- **Problem statement**:
Omit the pictures, please, and give each record below again exactly.
Information shown Start Marker
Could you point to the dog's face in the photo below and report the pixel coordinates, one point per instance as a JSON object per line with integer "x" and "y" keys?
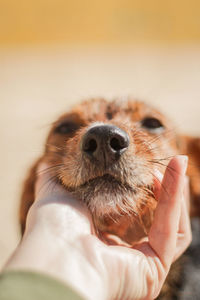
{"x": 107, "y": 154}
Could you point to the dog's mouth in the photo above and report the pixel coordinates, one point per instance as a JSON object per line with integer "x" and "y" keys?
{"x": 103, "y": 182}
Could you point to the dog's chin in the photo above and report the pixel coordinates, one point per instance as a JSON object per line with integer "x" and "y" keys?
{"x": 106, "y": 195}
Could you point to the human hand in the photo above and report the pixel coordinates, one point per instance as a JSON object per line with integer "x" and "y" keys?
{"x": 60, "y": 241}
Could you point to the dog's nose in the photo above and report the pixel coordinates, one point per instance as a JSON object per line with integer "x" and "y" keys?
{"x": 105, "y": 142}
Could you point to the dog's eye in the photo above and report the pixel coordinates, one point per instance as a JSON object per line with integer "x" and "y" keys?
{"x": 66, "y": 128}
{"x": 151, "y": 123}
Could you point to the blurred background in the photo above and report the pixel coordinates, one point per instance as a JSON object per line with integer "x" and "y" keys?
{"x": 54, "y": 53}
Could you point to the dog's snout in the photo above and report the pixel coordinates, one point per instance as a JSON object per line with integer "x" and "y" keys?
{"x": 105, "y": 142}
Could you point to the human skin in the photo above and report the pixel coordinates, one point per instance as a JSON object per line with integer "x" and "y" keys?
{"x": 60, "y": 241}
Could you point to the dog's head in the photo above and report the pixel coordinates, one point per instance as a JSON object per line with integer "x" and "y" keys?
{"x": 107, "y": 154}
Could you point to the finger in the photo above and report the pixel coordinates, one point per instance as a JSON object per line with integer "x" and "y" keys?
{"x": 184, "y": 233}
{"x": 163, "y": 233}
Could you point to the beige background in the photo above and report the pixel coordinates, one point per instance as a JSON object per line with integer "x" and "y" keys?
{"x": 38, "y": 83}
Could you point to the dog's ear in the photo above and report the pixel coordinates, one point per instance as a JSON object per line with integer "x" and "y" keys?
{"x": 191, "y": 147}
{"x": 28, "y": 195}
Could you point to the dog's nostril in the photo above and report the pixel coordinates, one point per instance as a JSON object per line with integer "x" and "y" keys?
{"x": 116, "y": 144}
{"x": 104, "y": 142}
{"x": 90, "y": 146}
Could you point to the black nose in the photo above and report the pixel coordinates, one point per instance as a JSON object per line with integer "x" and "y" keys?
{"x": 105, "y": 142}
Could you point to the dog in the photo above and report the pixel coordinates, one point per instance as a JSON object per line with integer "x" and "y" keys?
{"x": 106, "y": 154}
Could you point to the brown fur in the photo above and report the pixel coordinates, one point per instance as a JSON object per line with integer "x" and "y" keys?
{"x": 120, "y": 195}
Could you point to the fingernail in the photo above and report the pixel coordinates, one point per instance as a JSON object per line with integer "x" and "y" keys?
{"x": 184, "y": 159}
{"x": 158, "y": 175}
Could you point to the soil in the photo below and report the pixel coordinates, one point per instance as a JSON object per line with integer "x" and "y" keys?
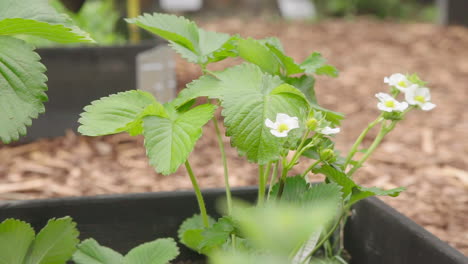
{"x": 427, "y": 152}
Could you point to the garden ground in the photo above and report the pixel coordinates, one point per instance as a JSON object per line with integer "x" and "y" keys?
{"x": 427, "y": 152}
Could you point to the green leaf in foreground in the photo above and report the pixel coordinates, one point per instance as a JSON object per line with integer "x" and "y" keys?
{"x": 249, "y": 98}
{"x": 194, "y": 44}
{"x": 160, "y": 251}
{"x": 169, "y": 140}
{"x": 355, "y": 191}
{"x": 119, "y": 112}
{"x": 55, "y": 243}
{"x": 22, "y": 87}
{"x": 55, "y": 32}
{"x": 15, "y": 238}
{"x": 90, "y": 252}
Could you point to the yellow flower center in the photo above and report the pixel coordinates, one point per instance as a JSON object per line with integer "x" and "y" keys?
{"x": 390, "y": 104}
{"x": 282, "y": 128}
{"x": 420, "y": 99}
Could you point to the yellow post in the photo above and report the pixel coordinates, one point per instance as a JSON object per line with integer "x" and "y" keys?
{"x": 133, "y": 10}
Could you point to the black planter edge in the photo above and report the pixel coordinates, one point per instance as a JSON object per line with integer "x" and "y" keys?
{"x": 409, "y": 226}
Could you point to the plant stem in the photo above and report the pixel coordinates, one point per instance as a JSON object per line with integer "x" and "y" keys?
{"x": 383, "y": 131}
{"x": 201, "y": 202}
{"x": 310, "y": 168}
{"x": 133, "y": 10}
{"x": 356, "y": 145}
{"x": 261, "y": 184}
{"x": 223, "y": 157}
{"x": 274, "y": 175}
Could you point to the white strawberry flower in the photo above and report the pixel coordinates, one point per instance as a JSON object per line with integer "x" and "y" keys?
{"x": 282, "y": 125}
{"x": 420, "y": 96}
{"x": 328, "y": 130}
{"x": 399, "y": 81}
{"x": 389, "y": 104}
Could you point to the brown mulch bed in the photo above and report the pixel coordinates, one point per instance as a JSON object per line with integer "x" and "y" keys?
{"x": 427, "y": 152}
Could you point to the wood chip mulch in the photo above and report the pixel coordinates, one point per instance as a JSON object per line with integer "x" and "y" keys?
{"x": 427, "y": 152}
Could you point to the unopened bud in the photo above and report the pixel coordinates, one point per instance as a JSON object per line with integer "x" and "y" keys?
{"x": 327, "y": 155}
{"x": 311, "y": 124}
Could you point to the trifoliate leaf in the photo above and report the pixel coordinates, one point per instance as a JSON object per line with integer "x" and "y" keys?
Information shown End Marker
- **Task answer**:
Could you point to the dog's face in the photo below and report the pixel coordinates, one point per instance as a JSON object per line with integer "x" and "y" keys?
{"x": 107, "y": 154}
Could you point to the dog's mouth in the photo above and report the pixel coordinates, one point per instance as a JSON object per line with integer "x" and "y" keys?
{"x": 103, "y": 182}
Could you point to the dog's chin in the photo above and report the pixel coordinates, one point per instance as a JSON object per line with integer "x" and "y" keys?
{"x": 106, "y": 195}
Could you point to the human hand in the photo above and report the pixel coordinates, one point per instance as a JSON object per line with integer "x" and "y" keys?
{"x": 60, "y": 241}
Could you point to the dog's nose in the photo above and report the pixel coordinates, one point per instance as a JSON object per line with integer "x" and "y" keys?
{"x": 105, "y": 142}
Could you point to the dog's eye in the photo above and report the pixel coordinates, one point per instance as a JSON object per line with integer "x" and "y" keys?
{"x": 66, "y": 128}
{"x": 151, "y": 123}
Could you point to the blurred background in the photo above and report the pixel coordinates, one point per instance as a JSON object per line with integer "x" and "y" keys?
{"x": 54, "y": 53}
Could you point to the dog's snout in the photo above and report the pixel coordinates, one point per instance as a JSON object per line with integer "x" and "y" keys?
{"x": 105, "y": 142}
Could you point to the human skin in the photo above and report the pixel coordinates, one point per instance as a JSON object per line with integer "x" and "y" keys?
{"x": 60, "y": 241}
Could you point to the dog's head in the photo above and report the pixel coordinates, one point per instance as a JSON object per line with integer "x" and "y" keys?
{"x": 107, "y": 154}
Could you point to the finger in the photo above and report the pixel coordinates, one point per instance as a JSON object per line with integer "x" and "y" keys?
{"x": 184, "y": 233}
{"x": 163, "y": 233}
Could you point to the beige background in the photo above and report the pixel coordinates, one point per instance as a JSON object per line with integer "x" and "y" keys?
{"x": 38, "y": 83}
Could you point to the dog's ear in the photo above and report the pixel coordinates, one point per instance as a JSON object per line with integer "x" and "y" keys?
{"x": 191, "y": 147}
{"x": 28, "y": 195}
Could you point to the dog's nostril in the photo above and report the pixel coordinates, one point per instance as a JSON object per line with integer "x" and "y" keys?
{"x": 116, "y": 144}
{"x": 104, "y": 142}
{"x": 90, "y": 146}
Could you point to the black nose in the photo above and report the pixel coordinates, one point per instance as a JSON object per line with integer "x" and "y" keys?
{"x": 105, "y": 142}
Could you point to the dog in the photo above and report the pixel coordinates, one point per instance as a JSON object per line with integer "x" and "y" keys?
{"x": 106, "y": 154}
Could you point to the brown fur in the photo above and report the pixel coordinates, one point per instance as a JSON object per line with integer "x" and "y" keys?
{"x": 120, "y": 195}
Could you point to the fingernail in the photo above and report the pixel coordinates, one point per instance as a JSON object per line with integer "x" and "y" keys?
{"x": 184, "y": 159}
{"x": 158, "y": 175}
Could you point to the soil in the photo below and report the pixel coordinates, one point per instance as a JSON object per line with integer "x" and "y" keys?
{"x": 427, "y": 152}
Could you point to the garden ground in the photo above and report the pixel coordinates, one point per instance as a JSON object per line with integer "x" and "y" keys?
{"x": 427, "y": 152}
Could you point to the green leaf in foreground in the photo above and report the pixel coordinates, one point per instance as a JSON object per line with integer "x" and "y" keys?
{"x": 249, "y": 98}
{"x": 194, "y": 44}
{"x": 160, "y": 251}
{"x": 169, "y": 140}
{"x": 355, "y": 191}
{"x": 119, "y": 112}
{"x": 55, "y": 243}
{"x": 22, "y": 87}
{"x": 55, "y": 32}
{"x": 15, "y": 238}
{"x": 90, "y": 252}
Could you point to the yellow flower center in the photo above and report the pixel coordinates, one point per instance as a JSON object per line with integer "x" and "y" keys?
{"x": 390, "y": 104}
{"x": 282, "y": 128}
{"x": 420, "y": 99}
Could you point to the yellow post in the photo above and report the pixel coordinates, one point per instance as a JSON object per line with integer "x" and "y" keys?
{"x": 133, "y": 10}
Could you point to the black planter edge in the photo above and report the pixel coordinates, one point per instance as a JSON object per line with integer "x" and "y" keys?
{"x": 409, "y": 226}
Could you point to the plant stem in the photo above and report the pixel coordinates, one point per instance as a JSON object per line with integer "x" and "y" keys?
{"x": 383, "y": 131}
{"x": 201, "y": 202}
{"x": 310, "y": 168}
{"x": 133, "y": 10}
{"x": 356, "y": 145}
{"x": 261, "y": 184}
{"x": 223, "y": 157}
{"x": 274, "y": 175}
Could you point to the white strawberry flower in the photo above and report the pixel coordinates, one point per instance as a JSON object per line with integer "x" and "y" keys?
{"x": 282, "y": 125}
{"x": 420, "y": 96}
{"x": 328, "y": 130}
{"x": 399, "y": 81}
{"x": 389, "y": 104}
Could you point to the brown mulch bed in the photo above and report the pixel coordinates, one point per instance as a JSON object per line with integer "x" and "y" keys?
{"x": 427, "y": 152}
Could you point to the wood chip mulch in the photo above and report the pixel coordinates, one point per instance as a JSON object per line with integer "x" and "y" keys?
{"x": 427, "y": 152}
Could you point to the unopened bud in the photo above and report the pixel coordinates, one point per instance as a JSON object per line with integer "x" and "y" keys?
{"x": 327, "y": 155}
{"x": 311, "y": 124}
Could you point to the trifoliate leaf in the photo above and report the pixel coordinates, one point per instance as a JSON object per line with integer "x" and "y" keys?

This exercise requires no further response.